## PROBLEM STATEMENT
Can you restate the records below word for word?

## INFORMATION
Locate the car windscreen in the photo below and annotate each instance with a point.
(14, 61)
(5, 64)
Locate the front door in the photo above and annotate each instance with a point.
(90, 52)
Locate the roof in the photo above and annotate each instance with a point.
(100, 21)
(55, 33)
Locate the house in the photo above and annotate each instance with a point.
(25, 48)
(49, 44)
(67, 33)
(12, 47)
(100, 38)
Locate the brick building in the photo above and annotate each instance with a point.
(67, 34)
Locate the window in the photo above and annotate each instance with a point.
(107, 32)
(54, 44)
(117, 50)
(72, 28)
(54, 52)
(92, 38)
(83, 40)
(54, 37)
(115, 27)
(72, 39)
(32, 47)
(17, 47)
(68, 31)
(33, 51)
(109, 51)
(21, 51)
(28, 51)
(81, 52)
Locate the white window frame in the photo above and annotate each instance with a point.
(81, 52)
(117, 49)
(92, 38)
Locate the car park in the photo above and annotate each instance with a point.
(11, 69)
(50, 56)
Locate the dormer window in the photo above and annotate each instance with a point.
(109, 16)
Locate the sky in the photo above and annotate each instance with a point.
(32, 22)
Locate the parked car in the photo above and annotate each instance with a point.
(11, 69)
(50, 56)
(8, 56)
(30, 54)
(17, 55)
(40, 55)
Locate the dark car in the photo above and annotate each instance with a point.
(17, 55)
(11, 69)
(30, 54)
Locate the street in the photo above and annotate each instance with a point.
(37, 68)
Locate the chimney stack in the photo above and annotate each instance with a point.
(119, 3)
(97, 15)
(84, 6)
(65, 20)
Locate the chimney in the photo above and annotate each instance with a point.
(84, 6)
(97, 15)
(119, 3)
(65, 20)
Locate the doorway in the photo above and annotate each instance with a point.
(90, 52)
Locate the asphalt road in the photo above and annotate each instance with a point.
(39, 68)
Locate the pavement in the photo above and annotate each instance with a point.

## RESULT
Locate the car windscreen in the photo below and annotate each instance with a point.
(14, 61)
(5, 64)
Locate the front door in the photo above and annotate each instance with a point.
(90, 52)
Locate the roof in the photo above and annotate each instance with a point.
(100, 21)
(55, 33)
Locate the house in the photo above and annotate each instance with a point.
(25, 48)
(49, 44)
(67, 33)
(12, 47)
(100, 38)
Locate the brick building in the photo above and annotate each instance with a point.
(67, 34)
Locate the window in the photo above and annotate each instance with a point.
(107, 32)
(54, 44)
(117, 50)
(72, 28)
(54, 52)
(92, 38)
(83, 40)
(54, 37)
(115, 27)
(72, 39)
(32, 47)
(17, 47)
(68, 31)
(33, 51)
(109, 51)
(21, 51)
(28, 51)
(81, 52)
Locate the white window frame in the photo above and annotate each instance with a point.
(81, 52)
(117, 49)
(92, 38)
Locate the car park in the photo above and annotate each instance with a point.
(11, 69)
(50, 56)
Locate the dormer window in the photo above and annotate each instance with a point.
(109, 16)
Locate the sky in the photo above and annotate each instance with a point.
(32, 22)
Locate the parked car in the photo above and annotate each instance with a point.
(11, 69)
(50, 56)
(8, 56)
(30, 54)
(17, 55)
(40, 55)
Locate the dark car in the photo above and annotate each instance with a point.
(17, 55)
(11, 69)
(30, 54)
Locate the street in the photo above and annotate each instance with a point.
(37, 68)
Locate the chimney stack in the photo above and annotate each instance with a point.
(119, 3)
(97, 15)
(84, 6)
(65, 20)
Locate the chimney in the photo above and annotate each instance with a point.
(84, 6)
(97, 15)
(119, 3)
(65, 20)
Locate the doorway in the photo above and annotate each instance with a point.
(90, 52)
Locate the asphalt road in the photo above and annotate each instance with a point.
(39, 68)
Locate the pavement in the photo above and annotate each instance with a point.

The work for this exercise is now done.